[RECORDS SUPPLIED Boundary: Start]

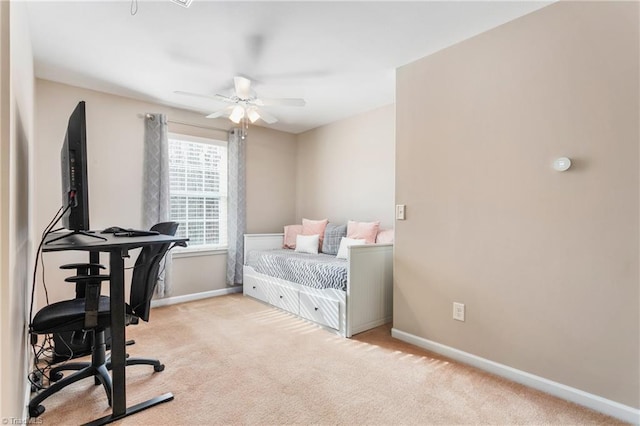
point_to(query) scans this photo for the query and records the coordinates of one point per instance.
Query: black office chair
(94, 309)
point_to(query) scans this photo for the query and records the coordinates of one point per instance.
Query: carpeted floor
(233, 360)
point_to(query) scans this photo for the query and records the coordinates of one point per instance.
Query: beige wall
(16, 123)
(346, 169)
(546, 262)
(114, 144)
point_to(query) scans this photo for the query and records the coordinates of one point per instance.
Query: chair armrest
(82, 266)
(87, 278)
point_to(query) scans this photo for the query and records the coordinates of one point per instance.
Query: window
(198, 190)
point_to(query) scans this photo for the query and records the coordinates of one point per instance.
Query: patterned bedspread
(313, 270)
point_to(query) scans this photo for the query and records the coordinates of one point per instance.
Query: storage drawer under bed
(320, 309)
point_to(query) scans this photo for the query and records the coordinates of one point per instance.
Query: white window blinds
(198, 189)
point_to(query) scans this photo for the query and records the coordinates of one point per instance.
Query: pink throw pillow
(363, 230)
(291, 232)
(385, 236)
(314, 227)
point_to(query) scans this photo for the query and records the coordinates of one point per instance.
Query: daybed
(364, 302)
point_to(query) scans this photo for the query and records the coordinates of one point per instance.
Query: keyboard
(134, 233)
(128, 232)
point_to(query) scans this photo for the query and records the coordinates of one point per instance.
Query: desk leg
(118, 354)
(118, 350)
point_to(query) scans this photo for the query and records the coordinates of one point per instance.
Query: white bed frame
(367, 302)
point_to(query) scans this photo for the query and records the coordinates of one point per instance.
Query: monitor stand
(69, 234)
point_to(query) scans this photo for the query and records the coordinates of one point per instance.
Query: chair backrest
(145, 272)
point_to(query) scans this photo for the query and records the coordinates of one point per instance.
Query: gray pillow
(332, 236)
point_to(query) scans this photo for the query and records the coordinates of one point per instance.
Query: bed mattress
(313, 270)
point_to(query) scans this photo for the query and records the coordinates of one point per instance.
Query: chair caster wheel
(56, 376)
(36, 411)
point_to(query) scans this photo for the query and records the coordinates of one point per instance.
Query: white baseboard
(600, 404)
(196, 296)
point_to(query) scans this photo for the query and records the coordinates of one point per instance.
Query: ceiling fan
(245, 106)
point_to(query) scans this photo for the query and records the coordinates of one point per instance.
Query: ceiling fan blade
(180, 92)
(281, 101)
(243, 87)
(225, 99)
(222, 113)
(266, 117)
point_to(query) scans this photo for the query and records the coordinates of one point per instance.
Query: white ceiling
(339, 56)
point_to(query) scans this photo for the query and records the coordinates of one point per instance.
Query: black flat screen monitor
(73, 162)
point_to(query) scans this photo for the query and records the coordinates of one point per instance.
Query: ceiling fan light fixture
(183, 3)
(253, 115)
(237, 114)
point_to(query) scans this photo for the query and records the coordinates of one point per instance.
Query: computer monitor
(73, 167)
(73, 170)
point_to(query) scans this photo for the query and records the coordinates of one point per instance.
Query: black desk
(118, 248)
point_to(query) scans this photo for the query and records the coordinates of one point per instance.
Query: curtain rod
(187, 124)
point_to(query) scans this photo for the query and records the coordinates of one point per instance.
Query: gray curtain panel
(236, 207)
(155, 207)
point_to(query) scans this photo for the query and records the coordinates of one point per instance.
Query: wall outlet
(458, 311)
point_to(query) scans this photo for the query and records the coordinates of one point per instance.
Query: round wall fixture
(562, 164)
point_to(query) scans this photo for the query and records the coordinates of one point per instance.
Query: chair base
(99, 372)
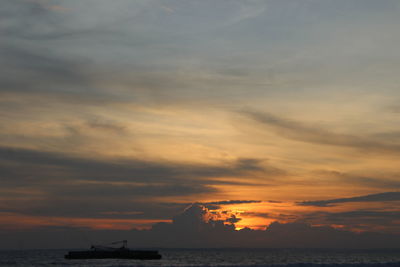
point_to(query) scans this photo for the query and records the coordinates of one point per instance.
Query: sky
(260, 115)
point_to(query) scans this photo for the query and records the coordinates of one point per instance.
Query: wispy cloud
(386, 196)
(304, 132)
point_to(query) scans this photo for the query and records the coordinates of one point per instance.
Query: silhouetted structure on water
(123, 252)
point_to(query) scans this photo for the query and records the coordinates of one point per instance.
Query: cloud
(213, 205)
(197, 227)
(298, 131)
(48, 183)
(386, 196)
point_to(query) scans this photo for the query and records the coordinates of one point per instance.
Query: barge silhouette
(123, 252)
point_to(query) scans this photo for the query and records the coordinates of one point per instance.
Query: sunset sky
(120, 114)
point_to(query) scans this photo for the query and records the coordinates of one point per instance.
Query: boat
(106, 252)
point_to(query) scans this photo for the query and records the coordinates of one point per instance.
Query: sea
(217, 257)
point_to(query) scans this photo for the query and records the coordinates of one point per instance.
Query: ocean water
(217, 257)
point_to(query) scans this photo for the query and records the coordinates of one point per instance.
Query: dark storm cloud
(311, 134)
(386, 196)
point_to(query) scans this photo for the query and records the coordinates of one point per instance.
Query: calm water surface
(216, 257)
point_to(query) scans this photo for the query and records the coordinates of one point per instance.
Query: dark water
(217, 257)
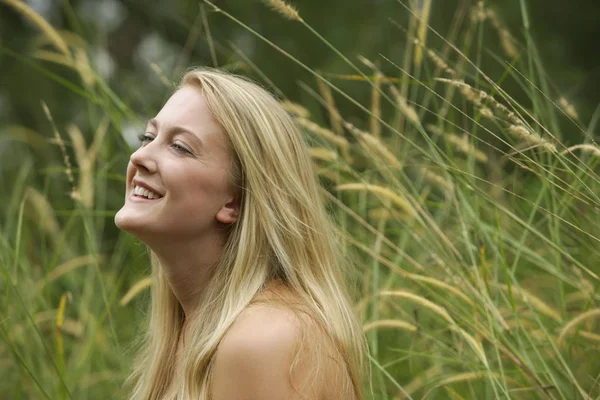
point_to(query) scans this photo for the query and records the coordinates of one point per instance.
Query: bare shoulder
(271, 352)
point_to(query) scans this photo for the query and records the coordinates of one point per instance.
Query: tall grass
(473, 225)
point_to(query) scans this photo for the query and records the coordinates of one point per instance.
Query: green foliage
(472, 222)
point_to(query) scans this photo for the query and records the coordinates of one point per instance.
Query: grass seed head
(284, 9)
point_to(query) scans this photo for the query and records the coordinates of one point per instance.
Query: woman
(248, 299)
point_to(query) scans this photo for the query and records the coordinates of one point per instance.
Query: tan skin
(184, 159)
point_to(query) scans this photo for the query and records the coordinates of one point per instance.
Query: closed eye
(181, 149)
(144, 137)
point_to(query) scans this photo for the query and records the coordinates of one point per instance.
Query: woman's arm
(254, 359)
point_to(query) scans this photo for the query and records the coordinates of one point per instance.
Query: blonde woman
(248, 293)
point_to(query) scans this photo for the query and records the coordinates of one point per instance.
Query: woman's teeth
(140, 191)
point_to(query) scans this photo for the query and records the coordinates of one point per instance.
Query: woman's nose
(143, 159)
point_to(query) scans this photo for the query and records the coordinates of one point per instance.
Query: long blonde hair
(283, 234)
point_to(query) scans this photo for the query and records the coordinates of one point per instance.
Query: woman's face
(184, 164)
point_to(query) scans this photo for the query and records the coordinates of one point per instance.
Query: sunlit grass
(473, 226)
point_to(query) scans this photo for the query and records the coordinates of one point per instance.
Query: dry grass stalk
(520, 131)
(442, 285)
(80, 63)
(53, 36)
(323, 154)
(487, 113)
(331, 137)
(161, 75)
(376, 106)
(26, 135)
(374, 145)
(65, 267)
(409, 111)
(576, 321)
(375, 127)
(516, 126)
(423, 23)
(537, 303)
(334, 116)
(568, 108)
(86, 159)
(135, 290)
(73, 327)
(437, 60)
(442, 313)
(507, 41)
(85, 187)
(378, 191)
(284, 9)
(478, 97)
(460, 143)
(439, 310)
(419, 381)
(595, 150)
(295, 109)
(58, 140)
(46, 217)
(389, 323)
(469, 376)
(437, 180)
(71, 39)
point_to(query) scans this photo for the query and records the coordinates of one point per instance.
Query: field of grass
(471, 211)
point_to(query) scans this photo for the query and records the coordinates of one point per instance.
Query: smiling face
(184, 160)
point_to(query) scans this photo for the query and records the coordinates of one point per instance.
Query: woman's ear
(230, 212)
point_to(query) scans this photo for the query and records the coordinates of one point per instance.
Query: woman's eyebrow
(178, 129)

[RECORDS SUPPLIED Boundary: End]

* _WHAT THE TASK ASKS_: Return each line of the data, keeping its wording exact and omitting pictures.

* _TASK SOLUTION_:
point_to(query) scans this photo for the query and records the coordinates of one point per instance.
Query: black office chair
(94, 309)
point_to(query) scans this photo for the query and records the coordinates of one point per instance.
Query: carpeted floor
(233, 360)
point_to(query) scans this photo for the query and records the coordinates of one point per instance.
Query: beige wall
(16, 123)
(346, 169)
(546, 262)
(114, 144)
point_to(query) scans this photo for the query and records the coordinates of one point per instance.
Query: chair armrest
(82, 266)
(87, 278)
point_to(query) scans this photo for the query and records the coordinates of one point per instance.
Query: window
(198, 190)
point_to(query) scans this photo for the query and records the coordinates of one point per instance.
Query: patterned bedspread
(313, 270)
point_to(query) scans this photo for the query and records the coordinates of one point per instance.
Query: storage drawer under bed
(320, 309)
point_to(query) scans this photo for the query and records the coordinates of one point per instance.
Query: white window blinds
(198, 189)
point_to(query) scans this photo for the query and records the coordinates of one point per instance.
Query: pink throw pillow
(363, 230)
(291, 232)
(385, 236)
(314, 227)
point_to(query) scans this photo for the query and records the coordinates of one point per instance.
Query: daybed
(364, 302)
point_to(query) scans this photo for the query and records the coordinates of one point per instance.
Query: keyboard
(134, 233)
(128, 232)
point_to(query) scans this photo for the query and records the coordinates of one point per instance.
Query: desk leg
(118, 354)
(118, 350)
point_to(query) scans this photo for the query and records the coordinates of one point per instance.
Query: white bed frame
(367, 302)
point_to(query) scans this photo for the query and records the coordinates of one point per instance.
Query: monitor stand
(69, 234)
point_to(query) scans this photo for the query and records the coordinates of one point per instance.
Query: chair backrest
(145, 272)
point_to(query) scans this photo for the query and records the coordinates of one point per instance.
Query: gray pillow
(332, 236)
point_to(query) scans this photo for the query and records the coordinates of one point per instance.
Query: bed mattress
(313, 270)
point_to(query) scans this photo for the query and records the coordinates of one point per instance.
Query: chair caster wheel
(56, 376)
(36, 411)
point_to(query) scans this photo for the query and records the coordinates of one point per instance.
Query: white baseboard
(600, 404)
(196, 296)
point_to(query) scans this photo for the query and records the coordinates of one point per instance.
Query: ceiling fan
(245, 106)
point_to(query) scans this photo for the query and records the coordinates of one point per instance.
Query: ceiling fan blade
(180, 92)
(281, 101)
(243, 87)
(225, 99)
(222, 113)
(266, 117)
point_to(query) scans this photo for the query and records the coordinates of one point per instance.
Query: white ceiling
(339, 56)
point_to(query) scans this photo for the query and records the coordinates of one point per instance.
Query: black flat screen monitor
(73, 162)
point_to(query) scans this photo for the query and records the coordinates of one point per instance.
Query: ceiling fan light fixture
(183, 3)
(253, 115)
(237, 114)
point_to(query) scans this photo for the query and records the coordinates of one point per instance.
Query: computer monitor
(73, 167)
(73, 170)
point_to(query) scans this photo for the query and records the coordinates of one point per instance.
Query: black desk
(118, 248)
point_to(query) scans this photo for the query and records the coordinates of one point per instance.
Query: curtain rod
(187, 124)
point_to(query) scans this photo for the query and records the coordinates of one point per instance.
Query: gray curtain panel
(236, 207)
(155, 207)
point_to(query) scans this photo for the query and records the coordinates of one point per instance.
Query: wall outlet
(458, 311)
point_to(query) scans this photo for the query and records the coordinates of one point per instance.
Query: round wall fixture
(562, 164)
point_to(query) scans this photo for the query and records the coordinates of one point per instance.
Query: chair base
(99, 372)
point_to(query) scans this photo for the query and records the coordinates of one point per instance.
Query: sky
(260, 115)
point_to(query) scans this photo for the query and records the coordinates of one point per instance.
Query: wispy cloud
(386, 196)
(304, 132)
point_to(query) scans this photo for the query and records the coordinates of one point per instance.
Query: silhouetted structure on water
(123, 252)
point_to(query) scans this photo for the query and records the coordinates of one point per instance.
Query: cloud
(213, 205)
(197, 227)
(298, 131)
(48, 183)
(386, 196)
point_to(query) scans this photo for the query and records the coordinates of one point per instance.
Query: barge silhouette
(123, 252)
point_to(query) scans this photo for the query and records the coordinates of one point per instance.
Query: sunset sky
(120, 114)
point_to(query) scans this photo for the query and records the coordinates of one point per instance.
Query: boat
(106, 252)
point_to(query) scans this photo for the query and records the coordinates of one point per instance.
Query: sea
(217, 257)
point_to(query) scans this photo for the query and records the coordinates of one point per instance.
Query: ocean water
(217, 257)
point_to(query) scans this photo for the query and records the coordinates of one point per instance.
Query: dark storm cloud
(311, 134)
(386, 196)
point_to(query) scans this photo for the query and records the coordinates of one point per instance.
Query: calm water surface
(216, 257)
point_to(query) scans this photo for the query and records the coordinates of one point per instance.
Query: dark water
(217, 257)
point_to(query) scans this photo for the query and records the coordinates of one point per instance.
Query: bare shoulder
(271, 352)
point_to(query) scans this photo for the query and records the coordinates of one point per instance.
Query: tall grass
(473, 225)
point_to(query) scans this photo for the query and records the coordinates of one point per instance.
Query: green foliage
(472, 222)
point_to(query) scans this photo for the query and records the coordinates of one point per instance.
Query: grass seed head
(284, 9)
point_to(query) scans this photo for the query and records the coordinates of one point per instance.
Query: woman
(248, 299)
point_to(query) scans this photo for the query and records the coordinates of one point per instance.
Query: tan skin
(184, 159)
point_to(query) scans this photo for the query and records the coordinates of one point per instance.
Query: closed eye
(181, 149)
(144, 137)
point_to(query) scans this photo for the query and records the coordinates of one point per instance.
Query: woman's arm
(254, 359)
point_to(query) scans this photo for the query and records the coordinates of one point per instance.
Query: blonde woman
(248, 293)
point_to(query) scans this photo for the query and records the coordinates of one point per instance.
Query: woman's teeth
(140, 191)
point_to(query) scans this photo for the query and records the coordinates of one point per instance.
Query: woman's nose
(143, 159)
point_to(query) scans this photo for the query and records the coordinates of one point per instance.
Query: long blonde hair
(283, 234)
point_to(query) scans this photo for the query and records the coordinates of one point per instance.
Query: woman's face
(184, 164)
point_to(query) scans this photo for the query and records the coordinates of one point per instance.
Query: sunlit grass
(473, 226)
point_to(query) scans this photo for the query and records the coordinates of one point per instance.
Query: dry grass stalk
(520, 131)
(442, 285)
(80, 63)
(53, 36)
(323, 154)
(487, 113)
(331, 137)
(161, 75)
(376, 106)
(26, 135)
(374, 145)
(65, 267)
(409, 111)
(576, 321)
(375, 127)
(516, 126)
(423, 23)
(537, 303)
(334, 116)
(568, 108)
(86, 159)
(135, 290)
(73, 327)
(437, 60)
(442, 313)
(507, 41)
(85, 187)
(378, 191)
(284, 9)
(478, 97)
(460, 143)
(439, 310)
(419, 381)
(595, 150)
(295, 109)
(58, 140)
(46, 217)
(389, 323)
(469, 376)
(437, 180)
(71, 39)
point_to(query) scans this photo for the query and records the coordinates of one point per instance.
Query: field of grass
(471, 211)
point_to(query) scans this photo for the query and records the coordinates of one point per instance.
Query: smiling face
(184, 160)
point_to(query) scans this photo for the query and records the coordinates of one point per instance.
Query: woman's ear
(230, 212)
point_to(query) scans this photo for the query and records the coordinates of one point per instance.
Query: woman's eyebrow
(178, 129)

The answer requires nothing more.